*** Source material

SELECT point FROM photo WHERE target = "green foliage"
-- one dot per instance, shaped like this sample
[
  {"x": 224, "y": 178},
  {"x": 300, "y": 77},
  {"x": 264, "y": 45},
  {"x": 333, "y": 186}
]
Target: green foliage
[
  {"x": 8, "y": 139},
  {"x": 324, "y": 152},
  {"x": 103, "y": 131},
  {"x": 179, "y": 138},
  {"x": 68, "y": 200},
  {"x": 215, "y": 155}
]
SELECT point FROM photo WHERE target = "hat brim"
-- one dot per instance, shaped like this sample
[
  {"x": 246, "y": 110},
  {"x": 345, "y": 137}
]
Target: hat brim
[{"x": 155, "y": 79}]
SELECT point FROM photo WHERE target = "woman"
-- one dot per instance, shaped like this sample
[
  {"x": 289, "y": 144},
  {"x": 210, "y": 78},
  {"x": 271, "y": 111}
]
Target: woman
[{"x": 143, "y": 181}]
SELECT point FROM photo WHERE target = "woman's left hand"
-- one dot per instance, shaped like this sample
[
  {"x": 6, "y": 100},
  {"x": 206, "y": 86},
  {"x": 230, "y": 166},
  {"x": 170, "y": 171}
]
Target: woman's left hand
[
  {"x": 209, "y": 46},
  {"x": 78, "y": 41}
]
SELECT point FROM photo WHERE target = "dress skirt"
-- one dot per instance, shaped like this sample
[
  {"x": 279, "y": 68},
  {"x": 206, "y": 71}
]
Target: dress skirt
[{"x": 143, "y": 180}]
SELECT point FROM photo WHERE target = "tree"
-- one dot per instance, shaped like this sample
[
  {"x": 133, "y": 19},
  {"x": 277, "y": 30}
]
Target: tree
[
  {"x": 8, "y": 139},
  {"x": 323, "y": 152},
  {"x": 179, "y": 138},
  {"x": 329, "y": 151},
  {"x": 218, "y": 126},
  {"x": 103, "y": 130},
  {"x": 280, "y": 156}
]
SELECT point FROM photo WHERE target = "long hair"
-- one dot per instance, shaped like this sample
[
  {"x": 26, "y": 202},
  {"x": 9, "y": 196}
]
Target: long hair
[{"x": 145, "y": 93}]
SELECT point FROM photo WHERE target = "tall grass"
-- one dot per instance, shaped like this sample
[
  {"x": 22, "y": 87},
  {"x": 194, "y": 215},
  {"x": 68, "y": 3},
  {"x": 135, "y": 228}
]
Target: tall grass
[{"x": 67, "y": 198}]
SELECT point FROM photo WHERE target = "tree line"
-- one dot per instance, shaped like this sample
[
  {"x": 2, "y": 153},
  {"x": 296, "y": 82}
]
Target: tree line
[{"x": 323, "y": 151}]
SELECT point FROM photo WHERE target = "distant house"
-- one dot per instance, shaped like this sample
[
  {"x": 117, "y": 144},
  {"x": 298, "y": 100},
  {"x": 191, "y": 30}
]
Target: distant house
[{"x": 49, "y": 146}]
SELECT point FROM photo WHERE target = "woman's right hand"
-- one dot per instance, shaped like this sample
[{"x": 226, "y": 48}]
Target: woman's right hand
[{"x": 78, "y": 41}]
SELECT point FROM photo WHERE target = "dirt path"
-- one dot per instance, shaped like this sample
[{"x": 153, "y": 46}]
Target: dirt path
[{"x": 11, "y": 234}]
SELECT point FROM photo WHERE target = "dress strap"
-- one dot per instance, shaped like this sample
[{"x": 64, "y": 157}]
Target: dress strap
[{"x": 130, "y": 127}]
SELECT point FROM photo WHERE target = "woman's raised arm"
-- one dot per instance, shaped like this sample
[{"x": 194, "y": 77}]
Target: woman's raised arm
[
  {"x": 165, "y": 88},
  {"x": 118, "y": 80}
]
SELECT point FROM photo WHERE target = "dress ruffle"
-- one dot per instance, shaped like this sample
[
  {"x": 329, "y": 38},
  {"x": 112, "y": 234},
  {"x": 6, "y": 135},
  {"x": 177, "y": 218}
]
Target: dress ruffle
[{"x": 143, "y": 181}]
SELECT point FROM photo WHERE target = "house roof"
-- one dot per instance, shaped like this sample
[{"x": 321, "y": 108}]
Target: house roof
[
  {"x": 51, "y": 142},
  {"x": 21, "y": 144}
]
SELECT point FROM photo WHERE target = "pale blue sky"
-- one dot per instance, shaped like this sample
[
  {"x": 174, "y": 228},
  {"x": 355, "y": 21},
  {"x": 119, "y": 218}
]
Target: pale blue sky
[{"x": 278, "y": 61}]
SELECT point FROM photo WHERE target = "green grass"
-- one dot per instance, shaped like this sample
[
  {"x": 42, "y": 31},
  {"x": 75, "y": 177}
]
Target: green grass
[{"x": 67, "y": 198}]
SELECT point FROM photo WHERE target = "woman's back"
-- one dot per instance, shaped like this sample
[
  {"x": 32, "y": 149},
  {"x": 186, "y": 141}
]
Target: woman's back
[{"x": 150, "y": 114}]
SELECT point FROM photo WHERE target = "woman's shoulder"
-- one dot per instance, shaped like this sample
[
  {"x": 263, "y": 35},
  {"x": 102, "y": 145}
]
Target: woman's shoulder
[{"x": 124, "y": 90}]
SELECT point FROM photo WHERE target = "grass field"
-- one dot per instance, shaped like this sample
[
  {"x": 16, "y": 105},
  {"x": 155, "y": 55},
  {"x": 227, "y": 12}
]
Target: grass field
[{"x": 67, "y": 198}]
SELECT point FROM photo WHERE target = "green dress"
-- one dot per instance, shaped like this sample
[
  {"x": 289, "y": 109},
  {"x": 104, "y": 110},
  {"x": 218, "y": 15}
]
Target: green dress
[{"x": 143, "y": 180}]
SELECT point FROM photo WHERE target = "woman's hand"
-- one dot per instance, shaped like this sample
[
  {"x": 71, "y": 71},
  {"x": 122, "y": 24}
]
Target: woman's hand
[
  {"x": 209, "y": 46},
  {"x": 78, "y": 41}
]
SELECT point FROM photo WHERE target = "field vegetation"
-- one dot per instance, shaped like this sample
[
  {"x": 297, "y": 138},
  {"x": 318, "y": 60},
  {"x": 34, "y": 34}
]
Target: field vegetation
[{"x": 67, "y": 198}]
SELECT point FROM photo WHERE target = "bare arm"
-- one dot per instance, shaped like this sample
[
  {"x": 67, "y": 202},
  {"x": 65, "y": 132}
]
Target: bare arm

******

▸ Task objective: Return the whole listing exactly, with every line included.

▸ Task answer:
SELECT point FROM photo WHERE target = "green foliage"
-- one dot per instance, shaped like this sample
[
  {"x": 224, "y": 178},
  {"x": 300, "y": 77},
  {"x": 264, "y": 45},
  {"x": 333, "y": 186}
]
Target: green foliage
[
  {"x": 8, "y": 139},
  {"x": 324, "y": 152},
  {"x": 103, "y": 131},
  {"x": 179, "y": 138},
  {"x": 68, "y": 200},
  {"x": 215, "y": 155}
]
SELECT point FROM photo WHERE target = "hat brim"
-- one dot per instance, shaped like this sample
[
  {"x": 246, "y": 110},
  {"x": 345, "y": 137}
]
Target: hat brim
[{"x": 155, "y": 79}]
SELECT point FROM photo WHERE target = "woman"
-- one dot per instance, shaped like this sample
[
  {"x": 289, "y": 144},
  {"x": 210, "y": 78},
  {"x": 271, "y": 111}
]
Target: woman
[{"x": 143, "y": 181}]
SELECT point FROM photo WHERE target = "woman's left hand"
-- one dot per instance, shaped like this sample
[
  {"x": 6, "y": 100},
  {"x": 206, "y": 86},
  {"x": 230, "y": 166},
  {"x": 170, "y": 171}
]
Target: woman's left hand
[
  {"x": 209, "y": 46},
  {"x": 78, "y": 41}
]
SELECT point FROM photo WHERE target = "dress skirt"
-- one dot per instance, shaped like this sample
[
  {"x": 279, "y": 68},
  {"x": 206, "y": 71}
]
Target: dress skirt
[{"x": 143, "y": 180}]
SELECT point FROM photo WHERE target = "tree"
-- one dot per instance, shaped like this sample
[
  {"x": 133, "y": 19},
  {"x": 277, "y": 30}
]
Target: tree
[
  {"x": 8, "y": 139},
  {"x": 323, "y": 152},
  {"x": 179, "y": 138},
  {"x": 329, "y": 151},
  {"x": 218, "y": 126},
  {"x": 103, "y": 130},
  {"x": 280, "y": 156}
]
SELECT point FROM photo WHERE target = "long hair"
-- one dot per instance, shaped like this sample
[
  {"x": 26, "y": 202},
  {"x": 9, "y": 196}
]
Target: long hair
[{"x": 145, "y": 93}]
SELECT point FROM photo WHERE target = "tall grass"
-- one dot per instance, shaped like this sample
[
  {"x": 22, "y": 87},
  {"x": 194, "y": 215},
  {"x": 68, "y": 3},
  {"x": 135, "y": 228}
]
Target: tall grass
[{"x": 67, "y": 198}]
SELECT point FROM photo WHERE target = "tree line"
-- one dot per instance, shaped like this sample
[
  {"x": 2, "y": 153},
  {"x": 296, "y": 82}
]
Target: tree line
[{"x": 323, "y": 151}]
SELECT point FROM photo WHERE target = "distant house"
-- one dot per instance, shaped like this sample
[
  {"x": 117, "y": 144},
  {"x": 298, "y": 100},
  {"x": 191, "y": 30}
]
Target: distant house
[{"x": 49, "y": 146}]
SELECT point FROM photo WHERE target = "woman's right hand"
-- one dot per instance, shaped like this sample
[{"x": 226, "y": 48}]
Target: woman's right hand
[{"x": 78, "y": 41}]
SELECT point FROM photo WHERE target = "dirt path"
-- one dot per instance, shaped like this sample
[{"x": 153, "y": 46}]
Target: dirt path
[{"x": 11, "y": 234}]
SELECT point FROM photo WHERE target = "dress strap"
-- one dot per instance, shaped like this sample
[{"x": 64, "y": 157}]
Target: dress strap
[{"x": 130, "y": 127}]
SELECT point FROM photo WHERE target = "woman's raised arm"
-- one dot per instance, shaped like this sample
[{"x": 194, "y": 77}]
Target: woman's raised arm
[
  {"x": 165, "y": 88},
  {"x": 118, "y": 80}
]
SELECT point FROM photo WHERE target = "dress ruffle"
-- one dot per instance, shaped like this sample
[
  {"x": 329, "y": 38},
  {"x": 112, "y": 234},
  {"x": 6, "y": 135},
  {"x": 177, "y": 218}
]
Target: dress ruffle
[{"x": 143, "y": 181}]
SELECT point FROM photo WHERE target = "house roof"
-- one dot per instance, shaped like this sample
[{"x": 321, "y": 108}]
Target: house roof
[
  {"x": 51, "y": 142},
  {"x": 21, "y": 144}
]
SELECT point FROM photo WHERE target = "pale blue sky"
-- one dot per instance, shaped like this sample
[
  {"x": 174, "y": 228},
  {"x": 355, "y": 21},
  {"x": 119, "y": 218}
]
Target: pale blue sky
[{"x": 278, "y": 61}]
SELECT point FROM photo WHERE target = "green grass"
-- one dot per instance, shaped like this sample
[
  {"x": 42, "y": 31},
  {"x": 75, "y": 177}
]
Target: green grass
[{"x": 67, "y": 198}]
SELECT point FROM photo WHERE target = "woman's back"
-- one dot per instance, shaped like this sample
[
  {"x": 32, "y": 149},
  {"x": 186, "y": 141}
]
Target: woman's back
[{"x": 150, "y": 114}]
SELECT point FROM photo WHERE target = "woman's shoulder"
-- one dot per instance, shaped like this sample
[
  {"x": 263, "y": 35},
  {"x": 102, "y": 145}
]
Target: woman's shoulder
[{"x": 124, "y": 90}]
SELECT point FROM photo WHERE target = "grass field"
-- one dot per instance, shaped like this sample
[
  {"x": 16, "y": 105},
  {"x": 155, "y": 55},
  {"x": 227, "y": 12}
]
Target: grass field
[{"x": 67, "y": 198}]
SELECT point FROM photo WHERE target = "green dress"
-- one dot per instance, shaped like this sample
[
  {"x": 289, "y": 109},
  {"x": 104, "y": 110},
  {"x": 218, "y": 15}
]
Target: green dress
[{"x": 143, "y": 180}]
SELECT point FROM photo WHERE target = "woman's hand"
-- one dot per instance, shaped like this sample
[
  {"x": 71, "y": 71},
  {"x": 122, "y": 24}
]
Target: woman's hand
[
  {"x": 209, "y": 46},
  {"x": 78, "y": 41}
]
SELECT point FROM photo WHERE target = "field vegetation"
-- one dot per instance, shaped like this sample
[
  {"x": 297, "y": 138},
  {"x": 318, "y": 60},
  {"x": 34, "y": 34}
]
Target: field vegetation
[{"x": 67, "y": 198}]
SELECT point FROM photo WHERE target = "bare arm"
-- one dot per instance, shaped like this sample
[
  {"x": 67, "y": 202},
  {"x": 65, "y": 132}
]
Target: bare arm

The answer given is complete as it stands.